— REQUEST A —
Answer these questions from the mailing-list thread about /dev/uevents, one answer per line with matching marks:
(i) What was runfs originally meant for holding?
(ii) In the script, which command receives the output of env to produce FILENAME?
(iii) Where does the thread recommend mounting runfs?
— REQUEST B —
Pick up the mailing-list thread about /dev/uevents after its last line, and write the next part of the discussion.

— EXTRACTED TEXT —

Is this the information you were looking for?

[1] https://www.kernel.org/doc/Documentation/sysfs-rules.txt


> > > > > To avoid the troublesome corner case where a libudev client
> crashes and
> > > > >> potentially leaves behind a directory in /dev/uevents/, I would
> > > recommend
> > > > >> mounting runfs [1] on /dev/uevents. Runfs is a special FUSE
> > > filesystem I
> > > > >> wrote a while back that ensures that the files created in it by a
> > > > >> particular process get automatically unlinked when that process
> dies
> > > (it
> > > > >> was originally meant for holding PID files).
> > > Hmm...
> > > Do we need to have a subdirectory of the mountpoint?
> > > Could you just use ACLs if you need to make a limited subset available?
> > > I get the impression that we can do this for mdev via a script along
> > > these lines:
> >
> >
> > > FILENAME=`env | sha512sum | cut -d' ' -f1`
> > > for f in /dev/uevents/*
> > >         do env >"$f"/$FILENAME
> > > done

> > >
> > > but it would be *nicer* if we only needed to write one file.

— RECORDS SUPPLIED —
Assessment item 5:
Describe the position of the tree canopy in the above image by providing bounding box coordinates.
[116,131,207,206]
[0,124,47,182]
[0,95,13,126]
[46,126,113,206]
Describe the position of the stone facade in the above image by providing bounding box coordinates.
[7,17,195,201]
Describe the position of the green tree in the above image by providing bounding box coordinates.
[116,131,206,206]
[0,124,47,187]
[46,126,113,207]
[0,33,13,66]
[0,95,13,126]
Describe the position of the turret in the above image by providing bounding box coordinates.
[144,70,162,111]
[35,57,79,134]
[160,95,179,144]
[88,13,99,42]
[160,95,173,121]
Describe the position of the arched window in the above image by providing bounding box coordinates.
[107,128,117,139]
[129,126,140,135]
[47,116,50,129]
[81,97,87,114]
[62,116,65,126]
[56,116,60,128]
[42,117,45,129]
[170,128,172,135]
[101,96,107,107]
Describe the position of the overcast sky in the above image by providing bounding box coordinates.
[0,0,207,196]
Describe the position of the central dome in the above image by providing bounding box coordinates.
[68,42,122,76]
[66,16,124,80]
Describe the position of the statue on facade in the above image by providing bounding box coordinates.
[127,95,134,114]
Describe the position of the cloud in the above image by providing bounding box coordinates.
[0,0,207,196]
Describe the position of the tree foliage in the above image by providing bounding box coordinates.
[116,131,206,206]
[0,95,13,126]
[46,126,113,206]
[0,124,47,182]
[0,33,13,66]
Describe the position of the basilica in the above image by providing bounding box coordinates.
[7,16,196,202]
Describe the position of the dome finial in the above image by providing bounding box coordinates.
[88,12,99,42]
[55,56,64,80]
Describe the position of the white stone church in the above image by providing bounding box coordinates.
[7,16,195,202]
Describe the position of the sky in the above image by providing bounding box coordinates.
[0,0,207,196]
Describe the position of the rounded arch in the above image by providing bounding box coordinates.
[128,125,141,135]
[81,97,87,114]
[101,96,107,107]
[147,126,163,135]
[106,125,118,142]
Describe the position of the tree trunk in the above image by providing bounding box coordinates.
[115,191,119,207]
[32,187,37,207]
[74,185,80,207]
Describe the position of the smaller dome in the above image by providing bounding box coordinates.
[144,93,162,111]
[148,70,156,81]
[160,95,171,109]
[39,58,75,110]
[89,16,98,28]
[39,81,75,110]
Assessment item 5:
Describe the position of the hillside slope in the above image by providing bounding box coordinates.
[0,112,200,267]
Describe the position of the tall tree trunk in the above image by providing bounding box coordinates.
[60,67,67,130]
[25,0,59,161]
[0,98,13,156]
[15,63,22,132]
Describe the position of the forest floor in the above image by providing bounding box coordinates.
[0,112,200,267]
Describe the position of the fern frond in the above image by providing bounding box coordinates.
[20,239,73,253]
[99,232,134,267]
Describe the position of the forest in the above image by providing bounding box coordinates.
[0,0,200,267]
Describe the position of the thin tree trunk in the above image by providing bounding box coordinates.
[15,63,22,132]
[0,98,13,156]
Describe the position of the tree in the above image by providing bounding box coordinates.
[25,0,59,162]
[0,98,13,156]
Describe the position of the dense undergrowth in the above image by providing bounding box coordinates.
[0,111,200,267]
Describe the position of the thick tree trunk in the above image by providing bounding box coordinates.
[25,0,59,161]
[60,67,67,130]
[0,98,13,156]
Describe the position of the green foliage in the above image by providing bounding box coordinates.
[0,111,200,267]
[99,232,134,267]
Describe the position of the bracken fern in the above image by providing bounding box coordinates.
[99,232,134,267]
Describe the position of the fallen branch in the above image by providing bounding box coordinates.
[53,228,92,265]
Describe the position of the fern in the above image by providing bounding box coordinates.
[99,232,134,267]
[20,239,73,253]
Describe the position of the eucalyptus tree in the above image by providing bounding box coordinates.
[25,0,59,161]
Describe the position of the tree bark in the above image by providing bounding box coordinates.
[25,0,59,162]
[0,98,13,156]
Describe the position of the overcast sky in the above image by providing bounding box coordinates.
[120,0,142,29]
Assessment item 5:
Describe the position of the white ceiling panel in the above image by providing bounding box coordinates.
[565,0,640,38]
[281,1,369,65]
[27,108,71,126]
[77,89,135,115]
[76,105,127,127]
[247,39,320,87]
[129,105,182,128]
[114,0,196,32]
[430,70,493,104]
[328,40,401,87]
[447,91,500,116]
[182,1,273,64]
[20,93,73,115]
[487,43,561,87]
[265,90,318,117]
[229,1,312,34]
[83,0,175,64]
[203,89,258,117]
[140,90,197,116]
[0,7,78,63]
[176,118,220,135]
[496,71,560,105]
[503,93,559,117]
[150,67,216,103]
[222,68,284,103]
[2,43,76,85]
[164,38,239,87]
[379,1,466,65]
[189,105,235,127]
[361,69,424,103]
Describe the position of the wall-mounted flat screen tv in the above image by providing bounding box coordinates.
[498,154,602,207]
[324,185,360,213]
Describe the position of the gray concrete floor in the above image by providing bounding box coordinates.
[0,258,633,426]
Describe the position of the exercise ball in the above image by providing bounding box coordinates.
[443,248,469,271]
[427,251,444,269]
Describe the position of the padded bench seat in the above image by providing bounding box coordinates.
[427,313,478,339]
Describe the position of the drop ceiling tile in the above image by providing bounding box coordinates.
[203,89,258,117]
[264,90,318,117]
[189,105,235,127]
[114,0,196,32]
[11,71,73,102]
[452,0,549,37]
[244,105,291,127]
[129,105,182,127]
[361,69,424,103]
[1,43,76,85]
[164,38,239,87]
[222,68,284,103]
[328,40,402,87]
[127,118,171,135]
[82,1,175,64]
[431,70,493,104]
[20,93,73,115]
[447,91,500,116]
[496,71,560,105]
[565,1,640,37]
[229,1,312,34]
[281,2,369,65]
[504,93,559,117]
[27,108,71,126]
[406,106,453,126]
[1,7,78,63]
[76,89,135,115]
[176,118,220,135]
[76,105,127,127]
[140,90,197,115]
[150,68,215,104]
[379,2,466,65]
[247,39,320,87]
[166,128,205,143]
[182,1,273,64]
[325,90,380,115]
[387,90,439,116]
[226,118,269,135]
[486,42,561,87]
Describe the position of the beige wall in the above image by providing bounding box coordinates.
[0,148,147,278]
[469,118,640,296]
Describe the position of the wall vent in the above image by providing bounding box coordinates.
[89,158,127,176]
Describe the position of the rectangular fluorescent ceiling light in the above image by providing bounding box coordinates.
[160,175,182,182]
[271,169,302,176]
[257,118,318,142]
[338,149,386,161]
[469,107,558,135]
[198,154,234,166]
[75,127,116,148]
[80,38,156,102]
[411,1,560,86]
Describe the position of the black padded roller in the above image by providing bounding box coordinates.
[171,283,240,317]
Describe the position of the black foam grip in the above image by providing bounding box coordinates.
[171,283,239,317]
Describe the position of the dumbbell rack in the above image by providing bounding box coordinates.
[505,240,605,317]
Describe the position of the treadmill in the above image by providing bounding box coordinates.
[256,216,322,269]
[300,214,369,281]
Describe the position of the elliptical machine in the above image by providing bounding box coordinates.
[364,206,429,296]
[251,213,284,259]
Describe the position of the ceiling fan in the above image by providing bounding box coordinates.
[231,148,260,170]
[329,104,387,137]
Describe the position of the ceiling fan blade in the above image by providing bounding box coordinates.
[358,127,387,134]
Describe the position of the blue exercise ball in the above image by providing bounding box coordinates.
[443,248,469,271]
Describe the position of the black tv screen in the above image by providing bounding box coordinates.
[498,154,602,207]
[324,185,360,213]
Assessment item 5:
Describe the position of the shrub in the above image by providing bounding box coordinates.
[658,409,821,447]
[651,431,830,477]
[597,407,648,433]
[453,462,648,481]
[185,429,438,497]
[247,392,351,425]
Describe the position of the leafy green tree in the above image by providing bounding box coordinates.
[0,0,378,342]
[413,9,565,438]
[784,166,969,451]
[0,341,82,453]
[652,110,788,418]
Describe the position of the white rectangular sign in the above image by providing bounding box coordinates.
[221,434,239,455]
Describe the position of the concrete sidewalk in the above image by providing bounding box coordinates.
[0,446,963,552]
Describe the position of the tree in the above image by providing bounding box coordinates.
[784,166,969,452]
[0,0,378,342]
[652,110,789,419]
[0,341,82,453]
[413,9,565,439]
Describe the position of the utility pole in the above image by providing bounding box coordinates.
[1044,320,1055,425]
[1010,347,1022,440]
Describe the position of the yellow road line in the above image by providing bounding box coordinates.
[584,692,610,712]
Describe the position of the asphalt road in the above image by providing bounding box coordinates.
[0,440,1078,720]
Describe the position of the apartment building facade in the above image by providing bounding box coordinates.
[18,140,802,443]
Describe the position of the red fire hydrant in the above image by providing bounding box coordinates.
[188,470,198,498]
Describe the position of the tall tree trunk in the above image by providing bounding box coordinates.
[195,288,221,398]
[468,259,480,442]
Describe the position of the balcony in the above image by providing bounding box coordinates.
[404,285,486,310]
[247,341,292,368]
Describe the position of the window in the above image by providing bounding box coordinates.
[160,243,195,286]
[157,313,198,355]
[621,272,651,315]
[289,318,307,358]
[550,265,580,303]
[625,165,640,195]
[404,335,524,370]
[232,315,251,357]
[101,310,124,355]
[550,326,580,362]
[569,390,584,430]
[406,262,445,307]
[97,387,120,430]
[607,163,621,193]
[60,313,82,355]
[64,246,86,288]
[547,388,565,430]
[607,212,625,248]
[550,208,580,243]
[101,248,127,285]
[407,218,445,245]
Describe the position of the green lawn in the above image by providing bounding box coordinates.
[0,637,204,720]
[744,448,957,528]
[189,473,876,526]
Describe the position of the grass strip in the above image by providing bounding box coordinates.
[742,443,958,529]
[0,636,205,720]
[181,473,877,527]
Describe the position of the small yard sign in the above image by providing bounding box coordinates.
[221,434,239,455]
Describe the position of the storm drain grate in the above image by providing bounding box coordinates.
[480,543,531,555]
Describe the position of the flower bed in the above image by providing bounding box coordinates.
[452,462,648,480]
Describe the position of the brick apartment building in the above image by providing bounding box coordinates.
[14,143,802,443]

— TASK ANSWER A —
(i) PID files
(ii) sha512sum
(iii) On /dev/uevents

— TASK ANSWER B —
> > >
> >
> > I agree that one file per event is ideal (or even a circular logfile of
> > events, if we could guarantee only one writer). However, I'm not sure
> yet
> > what a fine-grained ACL for device events would look like. My motivation
> > for per-client directories is that unprivileged clients can be made to
> see
> > only its own events and no one else's by default (i.e. by chmod'ing the
> > directory to 0700), and that they make it easy reason about sending
> > post-processed events only to the clients you want--just change the list
> of
> > directories to iterate over in that for-loop :)
>
> Which is not trivial in shell, unless you have a special command to do
> the work of figuring out which which directories get what.
> ...which seems to make doing this in shell pointless, since the
> corresponding C is nearly as trivial.
>
>

I don't yet know what the policy declaration and interpretation logic for
putting device events into clients should look like, but to a first
approximation, what about something like this?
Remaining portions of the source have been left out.